Tag Archives: Gabriel Figueroa

Las Islas Marias (Emilio Fernández, Mexico, 1951)

A film that’s excessively melodramatic, choppy and incomplete, with strands of plot that get lost and don’t quite make sense; a film that’s nonetheless arresting to look at, engaging, and ultimately moving in spite of all the clichés. It´s an Emilio Fernández film, photographed by Gabriel Figueroa: melancholy and pure, mired in fatalism but with a path to redemption embedded in the very beauty of the shots, compositions and the people at the centre of it.

The plot is one cliché after another: A widow (Rosauro Revueltas) has struggled to bring up her three children properly and against all odds. But she´s not quite succeeded: Her daughter Alejandra (Esther Luquin) is running around wild with men she shouldn´t; Her eldest  son, Felipe (Pedro Infante), is drowning his sorrows with sad songs and alcohol. Luckily for her, the day before her house gets repossessed, she´s hosting a party for her other son, Ricardo (Jaime Fernández), the good one, perfect in every way, upstanding, honourable. But that night, Alejandra kills a man. Ricardo takes the blame but kills himself to preserve is honour as a military man, and thus Felipe then takes the blame so that his brother can die with his name untarnished.

==========

*Tasks to carry out*.
A) According to the film review, which actor plays the eldest son, Felipe?
B) Reproduce word for word the passage of the film review starting with "The plot is" and going on through "his name untarnished.".

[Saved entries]
==========

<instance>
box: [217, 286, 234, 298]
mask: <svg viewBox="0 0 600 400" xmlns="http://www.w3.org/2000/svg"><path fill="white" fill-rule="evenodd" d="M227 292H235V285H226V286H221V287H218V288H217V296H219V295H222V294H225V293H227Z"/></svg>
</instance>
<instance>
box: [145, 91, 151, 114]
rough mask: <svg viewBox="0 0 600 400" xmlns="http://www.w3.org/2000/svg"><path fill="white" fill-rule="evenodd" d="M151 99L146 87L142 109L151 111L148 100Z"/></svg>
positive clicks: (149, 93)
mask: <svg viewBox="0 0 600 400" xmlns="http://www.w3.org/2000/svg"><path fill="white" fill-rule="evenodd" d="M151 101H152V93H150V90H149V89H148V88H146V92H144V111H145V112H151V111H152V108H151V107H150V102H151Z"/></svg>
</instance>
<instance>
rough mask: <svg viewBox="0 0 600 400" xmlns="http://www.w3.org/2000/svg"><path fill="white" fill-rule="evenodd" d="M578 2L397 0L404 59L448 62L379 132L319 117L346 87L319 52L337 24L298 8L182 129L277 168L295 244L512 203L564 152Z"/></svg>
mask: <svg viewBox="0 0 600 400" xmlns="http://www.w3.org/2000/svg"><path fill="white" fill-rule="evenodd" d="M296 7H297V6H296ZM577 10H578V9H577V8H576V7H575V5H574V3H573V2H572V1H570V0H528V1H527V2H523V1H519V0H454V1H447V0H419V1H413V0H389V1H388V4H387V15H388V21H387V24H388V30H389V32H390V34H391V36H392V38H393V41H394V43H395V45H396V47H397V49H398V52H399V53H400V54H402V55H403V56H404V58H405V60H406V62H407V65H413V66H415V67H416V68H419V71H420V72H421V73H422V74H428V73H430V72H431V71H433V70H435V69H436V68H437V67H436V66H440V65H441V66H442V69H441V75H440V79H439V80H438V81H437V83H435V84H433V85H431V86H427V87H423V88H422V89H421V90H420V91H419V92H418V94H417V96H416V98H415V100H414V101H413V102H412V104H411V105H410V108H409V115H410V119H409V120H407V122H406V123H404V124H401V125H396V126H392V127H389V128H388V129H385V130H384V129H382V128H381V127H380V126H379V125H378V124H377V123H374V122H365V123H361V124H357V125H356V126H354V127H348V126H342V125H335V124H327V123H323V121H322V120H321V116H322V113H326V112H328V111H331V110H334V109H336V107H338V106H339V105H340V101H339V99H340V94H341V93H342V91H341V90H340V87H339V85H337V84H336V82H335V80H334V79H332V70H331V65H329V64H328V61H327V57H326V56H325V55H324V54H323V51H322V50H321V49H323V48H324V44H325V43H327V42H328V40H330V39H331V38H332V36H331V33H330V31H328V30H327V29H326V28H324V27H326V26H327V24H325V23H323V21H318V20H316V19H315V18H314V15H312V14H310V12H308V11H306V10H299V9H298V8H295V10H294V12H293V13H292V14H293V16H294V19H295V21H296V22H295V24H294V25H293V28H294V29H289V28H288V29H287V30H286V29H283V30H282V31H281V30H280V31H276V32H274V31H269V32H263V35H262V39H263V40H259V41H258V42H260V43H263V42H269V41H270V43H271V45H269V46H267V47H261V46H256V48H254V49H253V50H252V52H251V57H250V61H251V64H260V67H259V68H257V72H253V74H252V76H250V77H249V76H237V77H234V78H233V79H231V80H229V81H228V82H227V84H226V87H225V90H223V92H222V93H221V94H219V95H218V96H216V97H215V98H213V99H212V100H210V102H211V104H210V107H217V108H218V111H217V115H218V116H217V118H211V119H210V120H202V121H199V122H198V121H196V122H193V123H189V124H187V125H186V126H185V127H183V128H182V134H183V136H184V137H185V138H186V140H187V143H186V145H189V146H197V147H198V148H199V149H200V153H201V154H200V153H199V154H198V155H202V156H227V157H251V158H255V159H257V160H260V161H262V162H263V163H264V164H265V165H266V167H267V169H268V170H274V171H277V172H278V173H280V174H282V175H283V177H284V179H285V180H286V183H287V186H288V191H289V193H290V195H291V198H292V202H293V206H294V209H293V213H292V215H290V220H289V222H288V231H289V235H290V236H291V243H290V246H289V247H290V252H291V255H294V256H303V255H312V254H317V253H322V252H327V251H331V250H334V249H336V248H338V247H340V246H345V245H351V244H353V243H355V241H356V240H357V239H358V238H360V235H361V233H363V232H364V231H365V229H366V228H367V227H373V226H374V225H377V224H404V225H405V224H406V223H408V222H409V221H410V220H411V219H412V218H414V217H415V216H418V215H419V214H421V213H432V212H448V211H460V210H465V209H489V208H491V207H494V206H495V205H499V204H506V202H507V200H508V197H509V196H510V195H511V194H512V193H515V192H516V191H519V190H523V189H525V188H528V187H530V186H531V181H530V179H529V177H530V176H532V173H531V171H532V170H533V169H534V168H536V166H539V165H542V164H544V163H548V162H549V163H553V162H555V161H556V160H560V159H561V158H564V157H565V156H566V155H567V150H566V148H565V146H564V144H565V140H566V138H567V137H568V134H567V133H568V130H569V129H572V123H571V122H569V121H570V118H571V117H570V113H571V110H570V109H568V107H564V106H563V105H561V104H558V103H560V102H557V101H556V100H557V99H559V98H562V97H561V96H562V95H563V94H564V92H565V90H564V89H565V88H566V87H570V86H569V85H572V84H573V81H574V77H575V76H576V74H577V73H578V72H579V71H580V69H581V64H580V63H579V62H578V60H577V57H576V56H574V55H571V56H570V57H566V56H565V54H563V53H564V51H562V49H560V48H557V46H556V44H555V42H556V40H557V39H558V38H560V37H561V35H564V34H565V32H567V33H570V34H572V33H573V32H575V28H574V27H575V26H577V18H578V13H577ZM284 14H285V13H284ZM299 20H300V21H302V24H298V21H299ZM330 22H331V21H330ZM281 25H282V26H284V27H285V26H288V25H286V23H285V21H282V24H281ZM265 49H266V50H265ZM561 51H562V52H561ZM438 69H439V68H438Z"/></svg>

==========

*Outputs by task*.
A) Pedro Infante

B)
The plot is one cliché after another: A widow (Rosauro Revueltas) has struggled to bring up her three children properly and against all odds. But she´s not quite succeeded: Her daughter Alejandra (Esther Luquin) is running around wild with men she shouldn´t; Her eldest  son, Felipe (Pedro Infante), is drowning his sorrows with sad songs and alcohol. Luckily for her, the day before her house gets repossessed, she´s hosting a party for her other son, Ricardo (Jaime Fernández), the good one, perfect in every way, upstanding, honourable. But that night, Alejandra kills a man. Ricardo takes the blame but kills himself to preserve is honour as a military man, and thus Felipe then takes the blame so that his brother can die with his name untarnished.